=== PROVIDED RECORDS ===
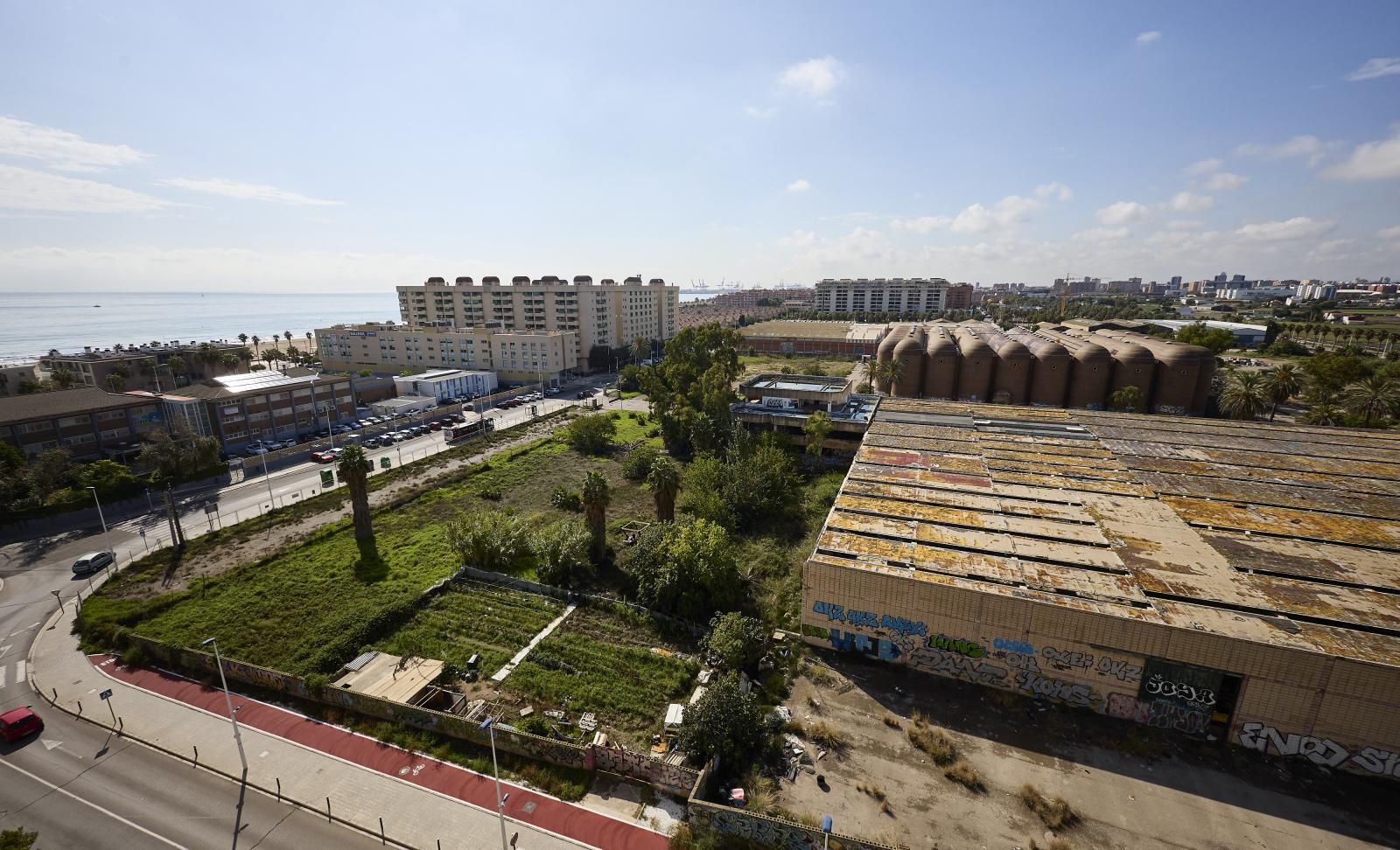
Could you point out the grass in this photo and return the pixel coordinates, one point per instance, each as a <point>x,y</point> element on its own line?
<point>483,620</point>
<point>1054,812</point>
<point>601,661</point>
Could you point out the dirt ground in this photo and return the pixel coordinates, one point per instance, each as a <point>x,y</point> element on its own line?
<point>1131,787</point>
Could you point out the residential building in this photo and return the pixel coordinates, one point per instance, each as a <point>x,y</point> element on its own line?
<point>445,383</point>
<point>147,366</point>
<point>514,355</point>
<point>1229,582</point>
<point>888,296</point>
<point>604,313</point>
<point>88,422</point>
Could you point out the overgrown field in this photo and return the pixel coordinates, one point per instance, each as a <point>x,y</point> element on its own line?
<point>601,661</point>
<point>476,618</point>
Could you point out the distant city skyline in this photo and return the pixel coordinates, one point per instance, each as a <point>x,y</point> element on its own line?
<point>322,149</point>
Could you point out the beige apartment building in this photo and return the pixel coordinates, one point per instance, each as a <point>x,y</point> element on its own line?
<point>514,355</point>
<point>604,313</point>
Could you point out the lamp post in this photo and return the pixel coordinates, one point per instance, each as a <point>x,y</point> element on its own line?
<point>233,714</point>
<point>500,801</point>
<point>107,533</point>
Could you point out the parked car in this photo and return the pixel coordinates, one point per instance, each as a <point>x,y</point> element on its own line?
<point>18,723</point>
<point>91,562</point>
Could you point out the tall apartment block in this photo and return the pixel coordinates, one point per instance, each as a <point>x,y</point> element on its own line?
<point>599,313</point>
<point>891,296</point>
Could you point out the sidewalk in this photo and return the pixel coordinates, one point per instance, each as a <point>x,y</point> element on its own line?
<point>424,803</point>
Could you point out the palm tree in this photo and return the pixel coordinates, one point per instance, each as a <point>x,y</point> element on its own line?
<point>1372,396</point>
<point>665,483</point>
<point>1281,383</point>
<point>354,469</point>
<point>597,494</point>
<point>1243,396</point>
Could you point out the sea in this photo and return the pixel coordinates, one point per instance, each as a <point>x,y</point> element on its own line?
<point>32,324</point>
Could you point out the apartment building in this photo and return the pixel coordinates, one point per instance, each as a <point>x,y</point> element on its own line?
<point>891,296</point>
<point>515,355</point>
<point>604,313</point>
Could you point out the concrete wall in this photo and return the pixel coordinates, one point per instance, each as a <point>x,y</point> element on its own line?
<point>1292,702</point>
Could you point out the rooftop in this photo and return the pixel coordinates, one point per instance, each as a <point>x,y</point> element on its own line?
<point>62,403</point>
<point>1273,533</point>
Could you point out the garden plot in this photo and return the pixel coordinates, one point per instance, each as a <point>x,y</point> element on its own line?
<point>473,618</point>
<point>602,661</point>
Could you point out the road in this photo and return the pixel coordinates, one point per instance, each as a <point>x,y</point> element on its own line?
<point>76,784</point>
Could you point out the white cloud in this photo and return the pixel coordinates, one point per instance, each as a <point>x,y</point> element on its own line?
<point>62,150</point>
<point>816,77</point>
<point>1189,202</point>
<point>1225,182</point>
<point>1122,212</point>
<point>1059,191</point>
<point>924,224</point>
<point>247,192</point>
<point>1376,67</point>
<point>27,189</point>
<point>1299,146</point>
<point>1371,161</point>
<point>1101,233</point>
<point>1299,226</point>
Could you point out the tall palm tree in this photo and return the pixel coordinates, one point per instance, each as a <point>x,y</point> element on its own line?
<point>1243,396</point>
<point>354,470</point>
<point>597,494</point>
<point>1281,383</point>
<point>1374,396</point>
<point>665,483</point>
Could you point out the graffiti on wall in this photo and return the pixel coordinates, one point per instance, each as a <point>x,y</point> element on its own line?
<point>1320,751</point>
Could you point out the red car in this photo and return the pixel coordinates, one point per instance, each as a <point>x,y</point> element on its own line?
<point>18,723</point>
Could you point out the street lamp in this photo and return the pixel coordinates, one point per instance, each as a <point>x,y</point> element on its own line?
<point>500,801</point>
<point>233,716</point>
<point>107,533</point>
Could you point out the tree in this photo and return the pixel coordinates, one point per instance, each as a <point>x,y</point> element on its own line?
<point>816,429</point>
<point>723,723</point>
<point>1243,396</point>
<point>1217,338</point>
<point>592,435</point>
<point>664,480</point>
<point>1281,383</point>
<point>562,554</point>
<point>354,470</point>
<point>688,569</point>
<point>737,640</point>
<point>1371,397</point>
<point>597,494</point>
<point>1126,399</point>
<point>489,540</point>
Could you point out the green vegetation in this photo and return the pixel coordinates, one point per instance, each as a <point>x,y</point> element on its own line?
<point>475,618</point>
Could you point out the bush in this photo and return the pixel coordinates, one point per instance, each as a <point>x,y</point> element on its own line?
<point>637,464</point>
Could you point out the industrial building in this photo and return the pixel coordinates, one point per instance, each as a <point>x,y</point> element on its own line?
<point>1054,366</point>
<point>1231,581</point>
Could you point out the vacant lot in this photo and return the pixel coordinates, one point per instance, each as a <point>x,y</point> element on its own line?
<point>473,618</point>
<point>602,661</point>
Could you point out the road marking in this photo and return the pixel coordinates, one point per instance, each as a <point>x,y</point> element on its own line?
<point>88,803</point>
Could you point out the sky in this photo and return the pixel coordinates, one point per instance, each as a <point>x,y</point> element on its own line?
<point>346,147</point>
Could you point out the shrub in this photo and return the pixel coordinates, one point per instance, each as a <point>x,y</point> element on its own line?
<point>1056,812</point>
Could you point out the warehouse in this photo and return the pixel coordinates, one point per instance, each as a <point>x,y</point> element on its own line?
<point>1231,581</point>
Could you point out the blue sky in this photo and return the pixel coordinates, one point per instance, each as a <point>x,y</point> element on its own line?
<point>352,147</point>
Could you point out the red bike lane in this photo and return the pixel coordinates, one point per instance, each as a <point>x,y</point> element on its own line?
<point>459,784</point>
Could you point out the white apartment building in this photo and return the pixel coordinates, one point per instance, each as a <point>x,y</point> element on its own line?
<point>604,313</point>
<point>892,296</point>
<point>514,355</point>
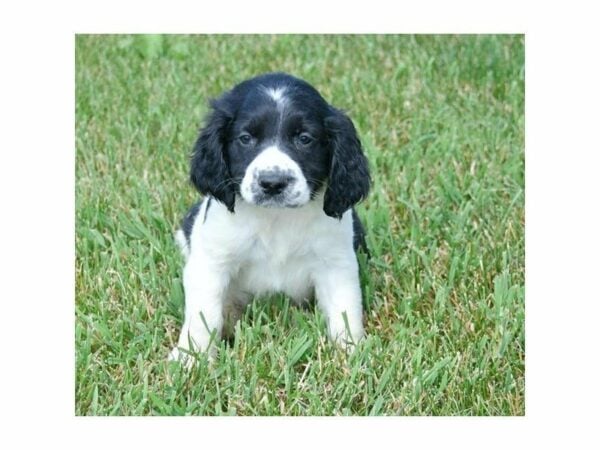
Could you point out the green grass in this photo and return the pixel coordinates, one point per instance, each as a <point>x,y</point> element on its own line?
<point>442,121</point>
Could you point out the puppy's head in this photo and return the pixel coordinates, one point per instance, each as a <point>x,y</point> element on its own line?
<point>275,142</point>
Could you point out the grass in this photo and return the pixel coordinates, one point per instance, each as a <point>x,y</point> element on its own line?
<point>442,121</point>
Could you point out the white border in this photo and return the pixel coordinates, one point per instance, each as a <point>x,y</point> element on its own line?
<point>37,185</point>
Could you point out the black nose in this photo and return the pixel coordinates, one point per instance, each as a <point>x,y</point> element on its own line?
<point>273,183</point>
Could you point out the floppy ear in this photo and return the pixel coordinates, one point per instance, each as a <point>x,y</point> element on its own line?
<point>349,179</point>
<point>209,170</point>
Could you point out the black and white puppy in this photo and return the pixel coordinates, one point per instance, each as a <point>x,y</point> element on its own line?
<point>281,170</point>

=== EXERCISE DESCRIPTION ===
Could you rescale the lines between the one holding "Could you point out the lamp" and the one holding "<point>91,562</point>", inclusive, by writing each of them out again with every point coordinate in the answers multiplied by 2.1 and rounded to a whole number, halves going up? Keep the requests in place and unchanged.

=== OUTPUT OF THE TASK ===
Could you point out the lamp post in this photo and return the pixel coordinates, one point per instance, each as a <point>x,y</point> element on its own line?
<point>489,1499</point>
<point>1050,1682</point>
<point>225,1119</point>
Could you point out the parked car in this photo and return the pixel coordinates, one point per instance, each as a <point>x,y</point> element on its own line?
<point>38,1518</point>
<point>191,1180</point>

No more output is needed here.